Task goal:
Restate the data below word for word. Skip any images it contains.

------------------------------------------------------------------------

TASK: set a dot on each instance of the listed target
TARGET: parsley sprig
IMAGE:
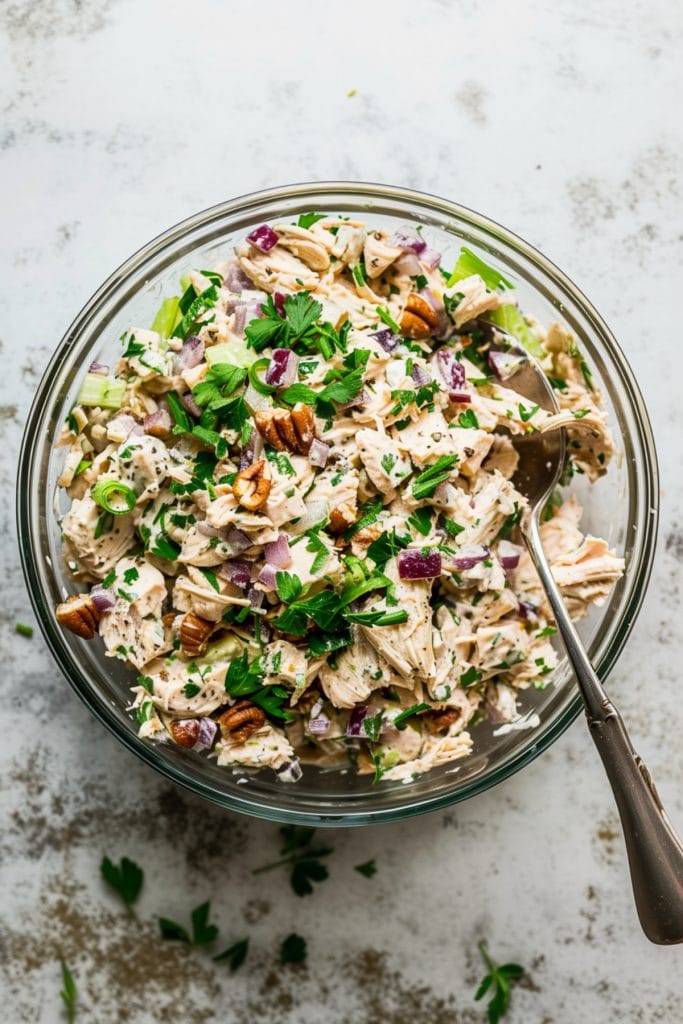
(69, 993)
(235, 954)
(304, 859)
(126, 879)
(298, 328)
(203, 933)
(498, 981)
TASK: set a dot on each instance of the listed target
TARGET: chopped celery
(114, 394)
(469, 263)
(235, 352)
(98, 390)
(167, 316)
(510, 320)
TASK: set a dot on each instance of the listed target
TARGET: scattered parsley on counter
(203, 932)
(235, 954)
(126, 880)
(293, 949)
(69, 993)
(305, 860)
(498, 981)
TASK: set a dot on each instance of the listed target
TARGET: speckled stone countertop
(121, 118)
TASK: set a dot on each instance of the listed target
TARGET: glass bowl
(623, 507)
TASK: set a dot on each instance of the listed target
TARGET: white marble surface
(120, 118)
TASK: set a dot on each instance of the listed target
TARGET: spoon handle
(655, 852)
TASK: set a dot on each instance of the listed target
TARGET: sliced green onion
(167, 316)
(257, 382)
(512, 321)
(233, 351)
(102, 391)
(124, 496)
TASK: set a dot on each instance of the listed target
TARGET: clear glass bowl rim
(155, 250)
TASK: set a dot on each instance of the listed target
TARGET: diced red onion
(207, 734)
(355, 720)
(190, 354)
(319, 726)
(408, 239)
(468, 556)
(158, 424)
(283, 369)
(267, 577)
(453, 372)
(505, 365)
(252, 450)
(430, 258)
(238, 541)
(236, 280)
(102, 598)
(387, 339)
(508, 554)
(318, 453)
(415, 564)
(187, 400)
(527, 611)
(206, 529)
(278, 552)
(409, 263)
(434, 301)
(236, 572)
(420, 376)
(263, 238)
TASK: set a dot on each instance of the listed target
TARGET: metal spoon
(655, 853)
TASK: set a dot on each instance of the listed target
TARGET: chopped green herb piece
(235, 954)
(498, 982)
(386, 317)
(469, 263)
(126, 879)
(426, 483)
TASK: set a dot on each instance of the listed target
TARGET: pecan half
(80, 614)
(242, 720)
(184, 731)
(291, 430)
(252, 485)
(419, 318)
(439, 721)
(194, 634)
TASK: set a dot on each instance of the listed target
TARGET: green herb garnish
(498, 981)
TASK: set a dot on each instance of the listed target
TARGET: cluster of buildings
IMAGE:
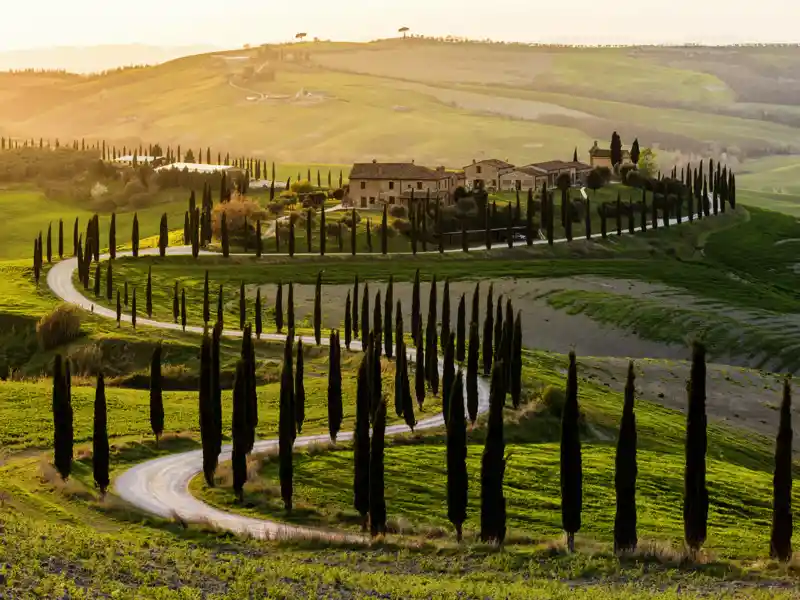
(395, 183)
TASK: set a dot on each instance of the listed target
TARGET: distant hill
(93, 59)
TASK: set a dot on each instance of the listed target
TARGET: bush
(398, 212)
(61, 326)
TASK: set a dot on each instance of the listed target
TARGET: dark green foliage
(515, 366)
(239, 432)
(488, 327)
(472, 372)
(695, 493)
(279, 308)
(335, 410)
(62, 418)
(493, 465)
(299, 389)
(461, 331)
(626, 471)
(318, 309)
(781, 540)
(571, 467)
(259, 324)
(361, 441)
(134, 235)
(100, 450)
(377, 499)
(388, 305)
(457, 458)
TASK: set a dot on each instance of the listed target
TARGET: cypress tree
(242, 307)
(119, 310)
(226, 250)
(220, 308)
(109, 283)
(419, 374)
(571, 467)
(488, 327)
(62, 419)
(156, 397)
(781, 539)
(377, 499)
(290, 308)
(335, 411)
(239, 431)
(134, 235)
(100, 449)
(461, 330)
(318, 309)
(626, 471)
(516, 362)
(183, 309)
(133, 309)
(457, 458)
(279, 308)
(361, 441)
(695, 494)
(259, 325)
(61, 239)
(388, 305)
(355, 321)
(493, 464)
(148, 293)
(365, 317)
(445, 333)
(299, 389)
(347, 321)
(448, 375)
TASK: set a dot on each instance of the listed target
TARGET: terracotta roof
(395, 171)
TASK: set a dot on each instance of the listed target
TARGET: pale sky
(231, 23)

------------------------------------------------------------------------

Task answer:
TASK: set a dot on each instance of the listed target
TARGET: parsley sprig
IMAGE:
(69, 993)
(235, 954)
(304, 859)
(126, 879)
(298, 328)
(203, 933)
(498, 981)
TASK: set a dot on each instance of the listed target
TARGET: chopped celery
(114, 394)
(469, 263)
(235, 352)
(98, 390)
(167, 316)
(510, 320)
TASK: set a dot on each instance of the listed target
TARGET: scattered parsley on counter
(203, 932)
(235, 954)
(126, 880)
(293, 949)
(69, 993)
(305, 860)
(498, 981)
TASK: set a dot on each instance of the listed target
TARGET: speckled stone countertop
(121, 118)
TASK: set a dot on each instance of the listed target
TARGET: glass bowl
(623, 507)
TASK: set a dot on each instance of the listed target
TARGET: white marble surface
(120, 118)
TASK: set a dot on each instance of the listed target
TARGET: spoon handle
(655, 852)
TASK: set a dot on each instance of the listed target
TARGET: sliced green onion
(167, 316)
(257, 382)
(512, 321)
(233, 351)
(102, 391)
(124, 496)
TASK: set a dot on each instance of the listed target
TARGET: clear glass bowl rim
(155, 250)
TASK: set a dot on each instance of the listed target
TARGET: diced red onion
(207, 734)
(355, 720)
(190, 354)
(319, 726)
(408, 239)
(468, 556)
(158, 424)
(283, 369)
(267, 577)
(453, 372)
(505, 365)
(252, 450)
(430, 258)
(238, 541)
(236, 280)
(102, 598)
(387, 339)
(508, 554)
(318, 453)
(415, 564)
(187, 400)
(527, 611)
(206, 529)
(278, 552)
(409, 263)
(434, 301)
(236, 572)
(420, 376)
(263, 238)
TASK: set a dot on each instance of the listed target
TARGET: metal spoon
(655, 853)
TASK: set a dot on each instance of the listed target
TARGET: chopped green herb piece
(235, 954)
(498, 982)
(386, 317)
(469, 263)
(126, 879)
(426, 483)
TASK: set a dot on each instance of the listed target
TARGET: pecan half
(80, 614)
(242, 720)
(184, 731)
(291, 430)
(252, 485)
(419, 318)
(439, 721)
(194, 634)
TASK: set a dot on each instance of the listed target
TARGET: green herb garnish
(498, 981)
TASK: set a dot on each instance of the listed target
TARGET: cluster of buildings
IMAGE:
(395, 183)
TASK: set a dot on each instance of the listed target
TARGET: distant hill
(93, 59)
TASK: set a dot on each instance of the listed target
TARGET: bush
(398, 212)
(61, 326)
TASK: set a dot on each instance of the listed target
TARGET: dark green foliage
(515, 366)
(239, 432)
(488, 327)
(472, 372)
(695, 493)
(279, 308)
(335, 410)
(62, 418)
(493, 465)
(299, 389)
(461, 331)
(626, 471)
(318, 309)
(781, 540)
(571, 467)
(259, 324)
(361, 441)
(134, 235)
(100, 450)
(377, 499)
(388, 305)
(457, 458)
TASK: set a dot on each instance of the listed target
TARGET: cypress tree
(242, 307)
(119, 310)
(226, 250)
(220, 308)
(109, 283)
(419, 374)
(571, 467)
(488, 327)
(62, 419)
(156, 397)
(781, 539)
(377, 499)
(290, 308)
(335, 411)
(239, 431)
(134, 235)
(100, 449)
(461, 330)
(318, 309)
(626, 471)
(516, 362)
(183, 309)
(133, 309)
(457, 458)
(279, 308)
(361, 441)
(695, 494)
(259, 325)
(61, 239)
(388, 305)
(355, 321)
(493, 464)
(148, 293)
(365, 317)
(445, 333)
(299, 389)
(347, 321)
(448, 375)
TASK: set a dot on each instance of the listed target
TARGET: terracotta roof
(395, 171)
TASK: set a dot on each instance of the listed target
TARGET: pale sky
(231, 23)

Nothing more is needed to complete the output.